====== GIVEN TEXT ======

Minimally invasive spine surgeries are conducted with 90% success in Iran thanks to the development of a new method.
Dr Farnad Imani, a disabled war veteran, has pushed up Iran’s ranking to the first place in the Middle East and the sixth spot in the world when it comes to the treatment of spinal cord injuries through minimally invasive surgeries.
Subspecialist Imani, 46, became 70% disabled during the eight-year war imposed by Iraq on Iran back in 1982 when he sustained injuries to his head and face.
He was only 14 years old at the time. He has undergone cosmetic surgeries for 17 times so far. Half of his face is prosthetic. His right eye is prosthetic and his left eye has been hit with shrapnel. Still, he remains so determined.
Dr Imani has devised a method to perform operations on patients’ spines without any need for anaesthesia or open surgery. In the past, it would be difficult to perform such surgeries, especially on old patients. Generally speaking, such operations would require between 3 to 5 hours as general anaesthesia needed to be administered and rather large incisions needed to be made. The patient needed to remain in hospital for around 3 to 4 days, and required absolute rest for more than one and a half months together with physiotherapy treatment.

======

TASK LIST —
1: Decide whether each statement agrees with the article on spine surgery in Iran, answering yes or no and quoting the words that settle it: (a) Imani was 14 when he was injured; (b) Imani's left eye is prosthetic; (c) patients used to stay in hospital for around 3 to 4 days after such operations.
2: Write the next part of the article on spine surgery in Iran, picking up after its final sentence.
Nothing in the data that comes next is needed to work with the spine surgery article.

====== PROVIDED MATERIAL ======

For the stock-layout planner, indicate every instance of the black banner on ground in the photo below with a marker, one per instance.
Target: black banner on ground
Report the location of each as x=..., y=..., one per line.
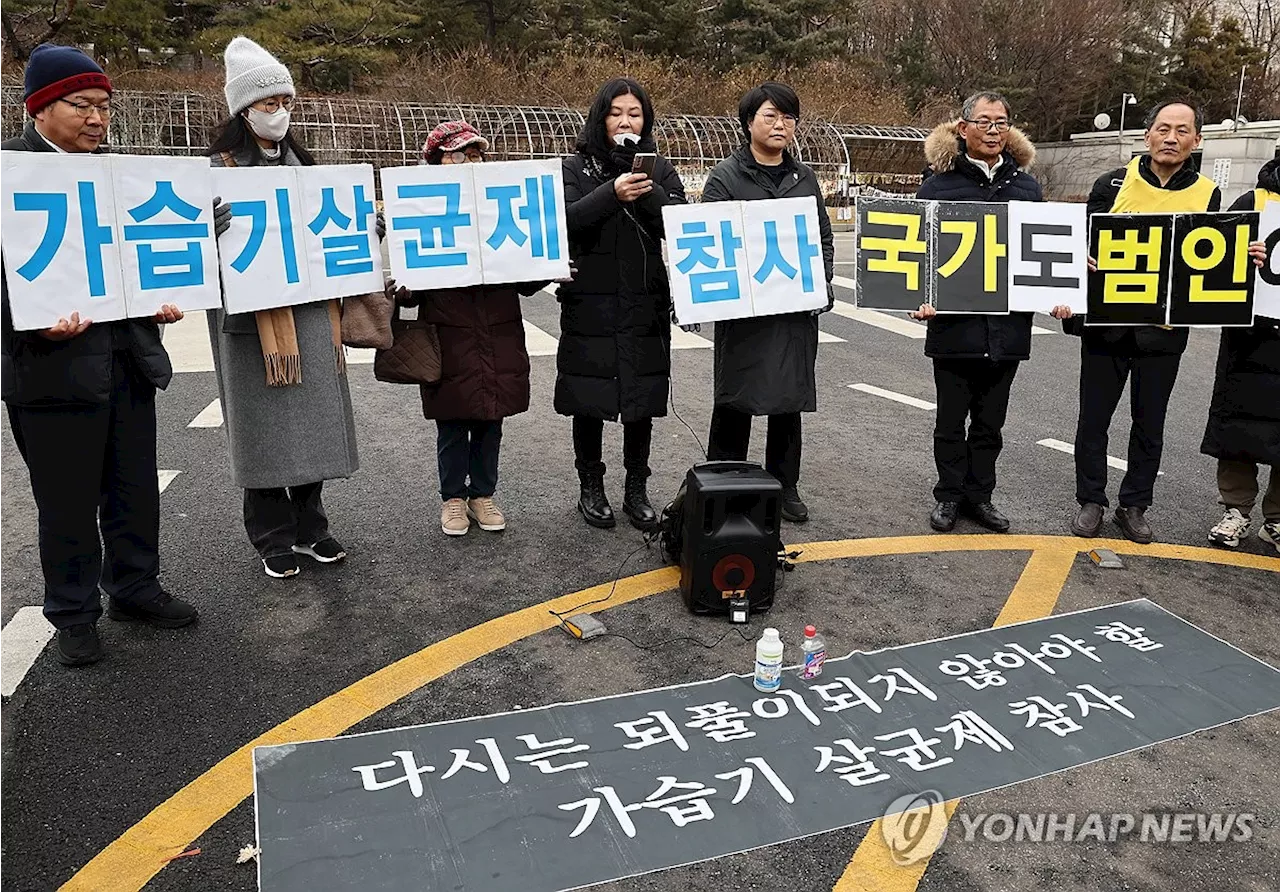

======

TASK-BY-TASK OUTPUTS —
1:
(a) Yes: "He was only 14 years old at the time."
(b) No: "His right eye is prosthetic and his left eye has been hit with shrapnel."
(c) Yes: "The patient needed to remain in hospital for around 3 to 4 days"

2:
However, in the non-invasive method, the patient is discharged from hospital after a few hours and bounces back after one week. Even during the operation, the patient is able to talk consciously and does not feel any pain.
Dr Imani recently performed an operation on the neck and spinal cord of a European official’s baby.
In the method he has devised, says Dr Imani, the extent of damage to tissues is much less, and the chances of success are much higher. The time that patients need to remain in hospital following the operation has reduced tremendously, and the complications during and after the surgery have reduced as well.
The operation used to cost between IRR 50 and 200 million, but it has dropped by 70 percent in the new method.